(Excerpt provided)

• Rod Sherwin

What is the difference between coaching, mentoring and training?

The terms coaching, mentoring and training are used in sometimes confusing and overlapping ways. The terms differ in the corporate world from how they are used in other industries such as sport. In this post, I'll provide an explanation of these terms and a description of how they are used in a business context. Given the ways in which the use of each term can vary, I don't hold these up as definitive explanations. I only hope that they can provide some useful distinctions. I also outline why our solutions-focused approach to coaching is different than other approaches.

Coaching


The International Coaching Federation (ICF) defines coaching as:

"... partnering with clients in a thought-provoking and creative process that inspires them to maximise their personal and professional potential"

This is a broad definition and could include mentoring and training as described below.


In general, a coach uses a coaching framework to guide someone to find their own solutions rather than providing them with solutions. Coaching helps the client think in new ways, see their situation from a different angle and identify what existing resources, strengths and skills they can use to shift their situation in a direction they want to go. Coaching is a partnership, or even leading from behind, to assist the client to achieve their desired outcome.


Coaching differs from mentoring where a mentor has related experience and expertise to share. See more detail in the last section below.

How is Solutions-focused Coaching Different?


Solutions-focused (SF) coaching is a goal-directed collaborative approach to change that is conducted through a series of precisely constructed questions. SF Coaching doesn't use diagnosis or complex mental models to figure out what the problem is before it can be addressed. Instead, SF Coaching focuses on what the client wants to achieve and how to move towards it using their existing resources, strengths and skills. SF Coaching usually only requires a one or a few sessions, as many as the client feels is useful, rather than a fixed number of contracted sessions.

(End Excerpt provided)

* [What you should do] Rewrite the stretch of the coaching post from "Coaching differs from" through "Solutions-focused Coaching Different?", changing "expertise" to "knowledge".

(Information provided)

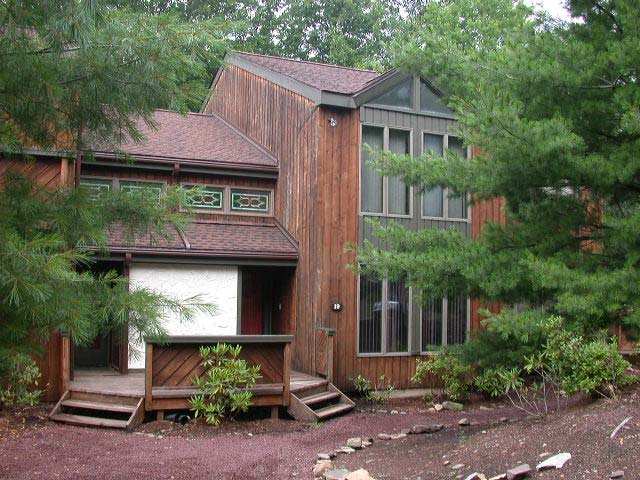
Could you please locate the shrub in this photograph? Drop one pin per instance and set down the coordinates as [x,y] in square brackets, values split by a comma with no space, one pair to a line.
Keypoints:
[19,377]
[450,368]
[378,393]
[224,384]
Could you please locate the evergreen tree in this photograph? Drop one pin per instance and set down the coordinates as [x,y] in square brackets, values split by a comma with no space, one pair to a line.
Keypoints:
[554,111]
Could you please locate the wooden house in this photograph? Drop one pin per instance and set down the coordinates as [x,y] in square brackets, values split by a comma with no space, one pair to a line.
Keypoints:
[277,148]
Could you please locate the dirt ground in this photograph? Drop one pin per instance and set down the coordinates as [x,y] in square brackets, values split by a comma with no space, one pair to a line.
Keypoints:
[33,447]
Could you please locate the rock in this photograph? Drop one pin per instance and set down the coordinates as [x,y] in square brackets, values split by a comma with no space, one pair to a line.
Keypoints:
[418,429]
[338,474]
[354,442]
[360,474]
[321,467]
[518,472]
[557,461]
[454,406]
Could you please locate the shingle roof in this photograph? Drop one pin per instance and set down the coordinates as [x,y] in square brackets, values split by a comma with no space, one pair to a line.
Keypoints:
[330,78]
[212,239]
[197,138]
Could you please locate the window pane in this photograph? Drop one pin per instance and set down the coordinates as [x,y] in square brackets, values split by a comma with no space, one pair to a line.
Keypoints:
[397,306]
[431,324]
[95,188]
[399,193]
[250,201]
[429,100]
[457,320]
[400,96]
[371,189]
[209,198]
[370,315]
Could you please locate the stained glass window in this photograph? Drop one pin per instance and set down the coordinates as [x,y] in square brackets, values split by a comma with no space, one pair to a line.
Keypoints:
[250,201]
[210,198]
[94,187]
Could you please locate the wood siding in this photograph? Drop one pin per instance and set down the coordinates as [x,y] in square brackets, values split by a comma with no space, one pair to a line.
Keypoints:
[286,124]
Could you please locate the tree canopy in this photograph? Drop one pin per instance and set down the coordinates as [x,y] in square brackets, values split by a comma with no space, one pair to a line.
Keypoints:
[553,110]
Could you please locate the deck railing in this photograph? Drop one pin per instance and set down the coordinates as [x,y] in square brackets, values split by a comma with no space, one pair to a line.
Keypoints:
[173,362]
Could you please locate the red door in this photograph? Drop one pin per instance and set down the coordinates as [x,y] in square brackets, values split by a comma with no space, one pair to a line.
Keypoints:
[252,315]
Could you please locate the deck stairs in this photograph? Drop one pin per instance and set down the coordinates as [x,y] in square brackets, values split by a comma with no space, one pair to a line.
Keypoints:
[91,409]
[319,402]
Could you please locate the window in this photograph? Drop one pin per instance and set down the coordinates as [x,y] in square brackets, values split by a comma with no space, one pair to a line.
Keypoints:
[205,197]
[250,201]
[400,96]
[384,195]
[96,188]
[444,322]
[436,202]
[385,313]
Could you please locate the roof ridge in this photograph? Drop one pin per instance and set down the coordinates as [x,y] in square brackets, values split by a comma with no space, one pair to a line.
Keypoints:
[308,61]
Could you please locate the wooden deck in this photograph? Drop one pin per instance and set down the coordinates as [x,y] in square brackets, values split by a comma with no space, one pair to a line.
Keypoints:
[108,382]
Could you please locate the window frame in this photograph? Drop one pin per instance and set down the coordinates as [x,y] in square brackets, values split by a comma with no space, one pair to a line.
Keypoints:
[385,178]
[445,314]
[445,190]
[383,330]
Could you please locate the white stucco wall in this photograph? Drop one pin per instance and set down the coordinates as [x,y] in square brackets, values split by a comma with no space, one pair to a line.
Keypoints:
[215,284]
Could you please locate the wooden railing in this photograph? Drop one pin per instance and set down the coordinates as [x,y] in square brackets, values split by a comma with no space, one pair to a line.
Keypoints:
[172,363]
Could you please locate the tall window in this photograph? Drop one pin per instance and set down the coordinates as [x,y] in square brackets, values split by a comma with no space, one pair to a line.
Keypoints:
[384,195]
[384,316]
[437,203]
[444,322]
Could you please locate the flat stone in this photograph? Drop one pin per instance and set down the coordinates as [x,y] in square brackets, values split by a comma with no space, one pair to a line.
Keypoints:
[518,472]
[454,406]
[337,474]
[557,461]
[418,429]
[354,442]
[360,474]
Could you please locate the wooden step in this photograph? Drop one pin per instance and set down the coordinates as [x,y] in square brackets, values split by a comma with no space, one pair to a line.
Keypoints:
[89,421]
[105,407]
[333,410]
[320,397]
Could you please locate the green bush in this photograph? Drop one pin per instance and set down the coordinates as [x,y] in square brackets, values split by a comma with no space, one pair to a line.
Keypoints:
[19,378]
[450,368]
[378,393]
[224,384]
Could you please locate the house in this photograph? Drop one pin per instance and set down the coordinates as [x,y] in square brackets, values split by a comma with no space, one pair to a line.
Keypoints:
[277,149]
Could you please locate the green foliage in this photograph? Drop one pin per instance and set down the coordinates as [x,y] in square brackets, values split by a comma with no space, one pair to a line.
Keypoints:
[224,384]
[19,378]
[448,367]
[378,393]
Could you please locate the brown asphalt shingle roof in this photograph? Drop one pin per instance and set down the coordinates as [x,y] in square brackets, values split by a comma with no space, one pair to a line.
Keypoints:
[330,78]
[212,239]
[197,138]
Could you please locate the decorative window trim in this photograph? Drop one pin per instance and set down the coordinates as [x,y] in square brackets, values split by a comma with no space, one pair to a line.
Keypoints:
[445,314]
[385,178]
[383,334]
[445,190]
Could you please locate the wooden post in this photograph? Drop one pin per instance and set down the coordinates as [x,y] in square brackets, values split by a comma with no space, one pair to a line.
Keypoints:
[148,376]
[286,374]
[65,363]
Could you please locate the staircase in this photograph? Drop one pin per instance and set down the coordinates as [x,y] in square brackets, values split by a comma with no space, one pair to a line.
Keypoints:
[99,410]
[318,402]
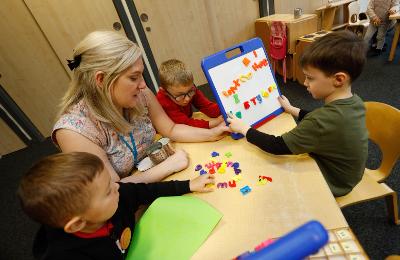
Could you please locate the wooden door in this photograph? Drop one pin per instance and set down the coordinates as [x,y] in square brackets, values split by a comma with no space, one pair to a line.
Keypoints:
[36,39]
[9,141]
[66,23]
[191,30]
[31,72]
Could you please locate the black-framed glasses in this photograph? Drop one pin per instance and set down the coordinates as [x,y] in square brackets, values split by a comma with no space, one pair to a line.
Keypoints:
[181,97]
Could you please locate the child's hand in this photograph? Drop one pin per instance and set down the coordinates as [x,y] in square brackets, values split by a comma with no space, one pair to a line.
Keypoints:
[215,121]
[376,21]
[294,111]
[199,183]
[237,125]
[178,161]
[219,131]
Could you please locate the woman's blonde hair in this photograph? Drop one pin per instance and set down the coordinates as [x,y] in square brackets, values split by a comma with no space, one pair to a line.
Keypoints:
[110,53]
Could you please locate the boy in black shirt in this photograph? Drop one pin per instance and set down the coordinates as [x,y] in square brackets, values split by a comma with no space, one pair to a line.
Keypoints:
[85,215]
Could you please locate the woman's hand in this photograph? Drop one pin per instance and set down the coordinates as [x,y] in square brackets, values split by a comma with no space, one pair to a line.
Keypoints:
[237,125]
[376,21]
[199,183]
[215,121]
[294,111]
[178,161]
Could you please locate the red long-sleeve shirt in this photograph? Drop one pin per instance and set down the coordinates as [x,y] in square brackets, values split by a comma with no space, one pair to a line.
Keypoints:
[182,114]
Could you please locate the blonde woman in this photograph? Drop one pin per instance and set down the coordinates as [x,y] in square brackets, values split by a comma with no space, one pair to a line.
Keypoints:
[109,111]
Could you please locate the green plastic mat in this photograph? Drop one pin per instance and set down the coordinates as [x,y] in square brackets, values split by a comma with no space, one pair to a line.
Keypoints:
[173,228]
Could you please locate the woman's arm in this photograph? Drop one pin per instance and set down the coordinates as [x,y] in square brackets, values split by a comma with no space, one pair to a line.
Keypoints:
[70,141]
[178,132]
[176,162]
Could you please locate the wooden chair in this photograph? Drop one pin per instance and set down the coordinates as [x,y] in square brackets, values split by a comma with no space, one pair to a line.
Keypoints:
[383,123]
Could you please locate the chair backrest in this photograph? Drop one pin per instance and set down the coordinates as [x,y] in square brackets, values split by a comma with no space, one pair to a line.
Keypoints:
[383,123]
[354,10]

(End Information provided)

* [Your solution]
Coaching differs from mentoring where a mentor has related experience and knowledge to share. See more detail in the last section below.

How is Solutions-focused Coaching Different?